WHAT IS REQUIRED —
Write out the records below once more, exactly and completely.

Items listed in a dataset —
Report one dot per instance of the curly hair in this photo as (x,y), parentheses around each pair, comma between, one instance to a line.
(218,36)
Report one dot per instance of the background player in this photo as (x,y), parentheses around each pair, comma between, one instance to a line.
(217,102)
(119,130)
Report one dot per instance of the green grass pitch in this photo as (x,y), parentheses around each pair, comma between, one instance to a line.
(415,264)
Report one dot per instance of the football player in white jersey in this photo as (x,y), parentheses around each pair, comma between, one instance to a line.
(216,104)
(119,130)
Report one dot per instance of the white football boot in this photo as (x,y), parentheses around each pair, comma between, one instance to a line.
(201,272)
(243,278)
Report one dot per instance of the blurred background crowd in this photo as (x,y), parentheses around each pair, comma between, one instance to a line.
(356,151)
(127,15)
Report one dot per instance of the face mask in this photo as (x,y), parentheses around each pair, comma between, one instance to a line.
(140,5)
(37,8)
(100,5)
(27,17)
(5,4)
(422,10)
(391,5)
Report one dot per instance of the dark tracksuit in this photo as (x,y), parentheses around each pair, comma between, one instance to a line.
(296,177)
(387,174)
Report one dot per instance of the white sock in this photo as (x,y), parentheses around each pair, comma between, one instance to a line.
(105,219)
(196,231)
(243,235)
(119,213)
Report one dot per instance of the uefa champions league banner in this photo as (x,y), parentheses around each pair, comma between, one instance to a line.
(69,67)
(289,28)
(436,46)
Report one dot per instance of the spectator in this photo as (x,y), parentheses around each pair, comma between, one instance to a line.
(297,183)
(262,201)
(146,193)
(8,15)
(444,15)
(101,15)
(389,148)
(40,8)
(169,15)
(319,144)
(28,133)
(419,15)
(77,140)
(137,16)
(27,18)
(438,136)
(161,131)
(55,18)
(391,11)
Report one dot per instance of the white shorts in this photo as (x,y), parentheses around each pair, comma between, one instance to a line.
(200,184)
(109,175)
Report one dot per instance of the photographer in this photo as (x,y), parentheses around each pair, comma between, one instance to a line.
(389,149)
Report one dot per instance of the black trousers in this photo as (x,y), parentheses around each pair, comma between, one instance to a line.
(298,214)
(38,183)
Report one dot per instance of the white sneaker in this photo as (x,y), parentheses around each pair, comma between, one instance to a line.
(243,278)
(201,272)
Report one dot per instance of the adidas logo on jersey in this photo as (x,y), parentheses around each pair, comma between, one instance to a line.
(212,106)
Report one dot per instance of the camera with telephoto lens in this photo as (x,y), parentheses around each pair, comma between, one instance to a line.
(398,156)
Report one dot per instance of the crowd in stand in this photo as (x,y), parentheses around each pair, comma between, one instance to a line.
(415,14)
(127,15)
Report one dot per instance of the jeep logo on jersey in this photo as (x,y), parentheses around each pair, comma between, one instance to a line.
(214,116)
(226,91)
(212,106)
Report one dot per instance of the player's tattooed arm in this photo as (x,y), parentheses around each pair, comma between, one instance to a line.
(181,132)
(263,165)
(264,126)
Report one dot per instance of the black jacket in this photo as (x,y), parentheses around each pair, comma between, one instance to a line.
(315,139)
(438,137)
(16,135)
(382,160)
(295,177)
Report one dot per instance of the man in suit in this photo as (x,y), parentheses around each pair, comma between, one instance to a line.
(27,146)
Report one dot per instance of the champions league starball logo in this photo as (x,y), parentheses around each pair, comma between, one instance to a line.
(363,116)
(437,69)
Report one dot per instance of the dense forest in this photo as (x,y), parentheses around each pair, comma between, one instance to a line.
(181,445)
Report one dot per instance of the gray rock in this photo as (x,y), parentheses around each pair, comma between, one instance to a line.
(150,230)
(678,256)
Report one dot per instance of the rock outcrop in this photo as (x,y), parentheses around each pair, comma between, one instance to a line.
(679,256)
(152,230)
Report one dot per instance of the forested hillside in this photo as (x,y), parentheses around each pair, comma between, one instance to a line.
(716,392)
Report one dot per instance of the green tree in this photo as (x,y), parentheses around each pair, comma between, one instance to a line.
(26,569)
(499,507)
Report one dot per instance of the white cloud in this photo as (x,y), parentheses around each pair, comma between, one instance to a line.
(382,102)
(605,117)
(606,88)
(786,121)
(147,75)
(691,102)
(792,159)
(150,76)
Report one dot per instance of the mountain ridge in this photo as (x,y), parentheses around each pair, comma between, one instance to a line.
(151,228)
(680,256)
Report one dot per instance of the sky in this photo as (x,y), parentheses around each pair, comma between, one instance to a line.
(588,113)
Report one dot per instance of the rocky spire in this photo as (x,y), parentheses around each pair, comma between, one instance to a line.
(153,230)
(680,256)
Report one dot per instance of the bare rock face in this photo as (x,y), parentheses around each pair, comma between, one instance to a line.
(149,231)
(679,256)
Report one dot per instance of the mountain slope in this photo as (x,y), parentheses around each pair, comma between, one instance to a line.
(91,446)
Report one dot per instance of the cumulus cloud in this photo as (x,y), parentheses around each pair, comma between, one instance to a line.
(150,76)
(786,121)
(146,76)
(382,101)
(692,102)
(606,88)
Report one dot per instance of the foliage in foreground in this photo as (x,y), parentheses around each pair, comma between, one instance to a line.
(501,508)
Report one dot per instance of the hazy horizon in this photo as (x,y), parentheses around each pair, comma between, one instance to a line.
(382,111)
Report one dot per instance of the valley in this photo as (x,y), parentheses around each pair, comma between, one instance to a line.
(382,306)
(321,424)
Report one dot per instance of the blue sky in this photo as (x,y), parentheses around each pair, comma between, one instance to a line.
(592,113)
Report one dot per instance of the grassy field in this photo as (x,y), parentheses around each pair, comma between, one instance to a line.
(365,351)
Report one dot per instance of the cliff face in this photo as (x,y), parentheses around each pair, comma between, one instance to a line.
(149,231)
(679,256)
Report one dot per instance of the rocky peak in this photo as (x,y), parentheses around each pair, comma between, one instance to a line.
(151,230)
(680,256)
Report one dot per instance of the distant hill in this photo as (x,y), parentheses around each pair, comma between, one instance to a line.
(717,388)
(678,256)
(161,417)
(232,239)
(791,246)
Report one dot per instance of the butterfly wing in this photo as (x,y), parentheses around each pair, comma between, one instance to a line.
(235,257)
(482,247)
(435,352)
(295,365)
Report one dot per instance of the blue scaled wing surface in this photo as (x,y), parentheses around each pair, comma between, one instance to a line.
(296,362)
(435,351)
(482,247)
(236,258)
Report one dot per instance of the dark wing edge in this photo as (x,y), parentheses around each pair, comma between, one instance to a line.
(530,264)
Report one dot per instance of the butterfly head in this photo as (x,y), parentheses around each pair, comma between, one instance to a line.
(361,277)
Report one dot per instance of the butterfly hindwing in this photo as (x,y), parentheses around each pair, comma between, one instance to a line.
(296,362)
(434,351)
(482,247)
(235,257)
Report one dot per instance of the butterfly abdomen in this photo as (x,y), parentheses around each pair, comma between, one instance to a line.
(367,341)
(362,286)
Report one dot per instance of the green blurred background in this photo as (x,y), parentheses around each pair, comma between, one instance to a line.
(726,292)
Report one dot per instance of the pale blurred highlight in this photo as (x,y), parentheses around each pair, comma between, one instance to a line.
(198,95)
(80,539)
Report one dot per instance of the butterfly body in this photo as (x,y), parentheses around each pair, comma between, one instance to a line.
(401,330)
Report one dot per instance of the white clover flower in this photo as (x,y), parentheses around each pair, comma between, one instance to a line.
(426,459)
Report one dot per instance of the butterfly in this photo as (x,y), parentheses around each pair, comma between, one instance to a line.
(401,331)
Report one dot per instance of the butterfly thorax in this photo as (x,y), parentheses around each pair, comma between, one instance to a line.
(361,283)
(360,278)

FINISHED TASK —
Report one dot per instance of the curly hair in this photo as (x,y), parentheses around each pair, comma between, one instance to a line.
(218,36)
Report one dot per instance of the background player in this photo as (x,y), parentheses around each pair, comma between, one instance to a line.
(217,102)
(119,130)
Report one dot per instance of the green grass pitch in this photo as (x,y), parentheses around each pair, comma between, one instance to a line.
(415,264)
Report one dot per instance of the football player in white jersey in this photo as (x,y), parentheses around each pair, comma between, one instance to a line.
(216,104)
(119,130)
Report one dot per instance of the white football boot in this photo as (x,y), parentheses around each pair, comma between, one instance to a line.
(201,272)
(243,278)
Report one dot per instance of the blurred background crowd in this photo as (x,y), parentheses around each pair, comma between, one instance to a line.
(356,151)
(127,15)
Report one dot per instance of the face mask in this photo as (x,y), parentheses around each pair, comma between, one instance to a line.
(140,5)
(37,8)
(100,5)
(27,17)
(5,4)
(422,10)
(391,5)
Report one dot per instance of the dark tracksuit in this photo as (x,y), parentheses around each pair, comma between, one instance to a line.
(296,177)
(387,174)
Report one dot per instance of the white sock in this photo as (x,y), parentheses around each pair, comma between, one instance to a line.
(105,219)
(196,231)
(243,235)
(119,213)
Report one dot per instance of the uefa champions league banner in this photo as (x,y), parentheses around each pair, comma between, one instance to a line.
(69,67)
(289,28)
(436,46)
Report one dot per instance of the spectator in this photo as (x,y), parentheses around each pair, comma between, one instance to a line.
(297,183)
(262,201)
(146,193)
(8,15)
(444,15)
(101,15)
(389,148)
(40,8)
(169,15)
(319,144)
(28,133)
(419,15)
(77,140)
(137,16)
(27,18)
(438,136)
(161,131)
(55,18)
(391,11)
Report one dot per instance of the white shorts in this photo as (x,y), parentheses around each pair, comma between, one instance to a line.
(200,184)
(109,175)
Report one dot per instance of the photographer in this photo as (x,y), parentheses around each pair, comma between, one instance to a line.
(389,149)
Report one dot per instance of the black trousers in this photo as (x,y), parentheses around each pair, comma between, one instance to a line.
(298,214)
(38,183)
Report one dot per instance of the white sneaker in this photo as (x,y), parentheses around each pair, comma between, one instance to a line.
(243,278)
(201,272)
Report one dot per instance of the adidas logo on jersey in this photo as (x,y), parentheses around each pair, comma between, one instance to a line.
(212,106)
Report one dot per instance of the camera with telephoto lens in this photo as (x,y), parentheses around each pair, comma between, one instance to a line.
(398,156)
Report one dot per instance of the crowd in stand in this photo as (x,y), parentheses around each pair, comma between, one instance to a line.
(415,14)
(127,15)
Report one dot per instance of the jeep logo on jersey in this photo as (x,y), parentheses around each pair, comma between, one instance to a line.
(214,116)
(226,91)
(212,106)
Report one dot per instance of the player's tattooed arm in this photo as (x,y), parentheses around each pair, comma between, one instance to a line.
(181,132)
(263,165)
(264,126)
Report one dot per instance of the black jacket in this photo as (x,y), parentheses around each pair, comma between, one instance to a line.
(315,139)
(438,137)
(16,135)
(382,160)
(295,177)
Report one dot per instance of the man in suit in this photo as (x,y), parentheses around each pair, comma between, one instance to a line.
(27,146)
Report one dot per instance of the champions league starball logo in this photo as (x,y), parentheses around each pair, comma between, one instance to a line.
(363,116)
(437,69)
Report one dot per instance of the dense forest in this photo as (x,y), parentheses around each pair, comma between, one instance to a line.
(181,445)
Report one dot per instance of the gray rock in this photo as (x,y), parentheses around each pair, comma between, one instance to a line.
(150,230)
(678,256)
Report one dot per instance of the rock outcrop in this photo as (x,y), parentheses around each pair, comma between, one instance to a line.
(679,256)
(152,230)
Report one dot per instance of the forested hillside in this photo as (x,y), parentheses around each pair, comma between, one instance to a line.
(716,392)
Report one dot per instance of the green tree in this photo as (x,y), parentheses around each pair, comma between, one instance to a line.
(26,569)
(499,507)
Report one dot per instance of the white cloud in this photo as (x,y), parentheses around each pair, comma between, one instance to a line.
(382,102)
(605,117)
(606,88)
(786,121)
(147,75)
(691,102)
(792,159)
(150,76)
Report one dot per instance of the mountain ridge in this photo as (x,y), parentheses around each pair, comma between, one instance to a line.
(151,228)
(680,256)
Report one dot per instance of the sky in this photo as (x,y), parentheses around each pair, comma between, one instance to a line.
(588,113)
Report one dot per instance of the rocky spire in this photo as (x,y), parentheses around each pair, comma between, one instance to a line.
(153,230)
(680,256)
Report one dot per instance of the bare rock face in this photo as (x,y), parentheses around each pair, comma between, one instance to a line.
(149,231)
(679,256)
Report one dot per instance of the mountain slope in this photo as (x,y), parentheses around each pair, comma between, one instance to a line.
(91,446)
Report one dot per instance of the cumulus cloud in this photo as (x,y), parentheses around each pair, comma between, one instance to a line.
(150,76)
(786,121)
(146,76)
(382,101)
(692,102)
(606,88)
Report one dot per instance of the foliage in foreground in this photo as (x,y), parentheses around each pair, comma between, one instance to a line.
(501,508)
Report one dot per instance of the hazy horizon in this photo as (x,y), parentheses around each pair, comma between, one instance to a line.
(382,111)
Report one dot per instance of the valley in this photo as (x,y), parentheses around each pair, comma between, one instance to a line.
(382,306)
(321,424)
Report one dot per instance of the blue sky in this photo as (x,y), parentheses around each pair, comma between, one instance to a line.
(592,113)
Report one dot per instance of the grassy field in this photo as (x,y), parentheses around each pair, comma between, one instance to a line.
(365,351)
Report one dot per instance of the cliff face in this photo as (x,y), parentheses around each pair, comma between, one instance to a line.
(149,231)
(679,256)
Report one dot per instance of the rocky peak in this photo as (x,y), parentheses around each pair, comma between, one instance to a line.
(151,230)
(680,256)
Report one dot per instance of the distant hill in this photo as (x,y), parentheses around each pair, comma between, one instance to a line.
(717,388)
(678,256)
(161,417)
(232,239)
(791,246)
Report one dot per instance of the butterfly wing in this photo as (x,y), parentheses around each pair, comma between, one instance to a line.
(235,257)
(482,247)
(435,352)
(295,365)
Report one dot per instance of the blue scaled wing surface in this photo as (x,y), parentheses around each pair, comma between, one instance to a line.
(296,362)
(435,351)
(482,247)
(236,258)
Report one dot per instance of the dark wing edge in this photo as (x,y), parentheses around each pair, comma between, one instance to a line.
(530,264)
Report one dot per instance of the butterfly head in this photo as (x,y), parentheses around each pair, comma between, one instance to a line.
(361,277)
Report one dot per instance of the butterfly hindwing in this photo as (x,y), parentheses around each pair, comma between, one instance to a line.
(296,362)
(434,351)
(482,247)
(235,257)
Report one dot per instance of the butterfly abdomen in this photo as (x,y), parentheses around each pair, comma between, one instance to a line.
(367,341)
(362,286)
Report one dot per instance of the green blurred background in this photo as (x,y), parentheses around each pair, comma between, one instance to a line.
(726,292)
Report one dot per instance of the pale blurred highlight in this photo as (x,y), parentheses around each pair, comma between, one instance to a line.
(198,95)
(80,539)
Report one dot per instance of the butterfly body in this photo as (x,y), parentheses around each pair, comma between, one instance to a line.
(401,330)
Report one dot per instance of the white clover flower in this photo as (x,y), parentheses around each pair, comma between, one instance to a line.
(426,459)
Report one dot per instance of the butterfly in this photo as (x,y), parentheses around each pair, comma between, one instance to a line.
(401,331)
Report one dot per instance of the butterfly thorax in this photo as (x,y), parentheses around each pair, comma between, one instance to a line.
(361,283)
(360,278)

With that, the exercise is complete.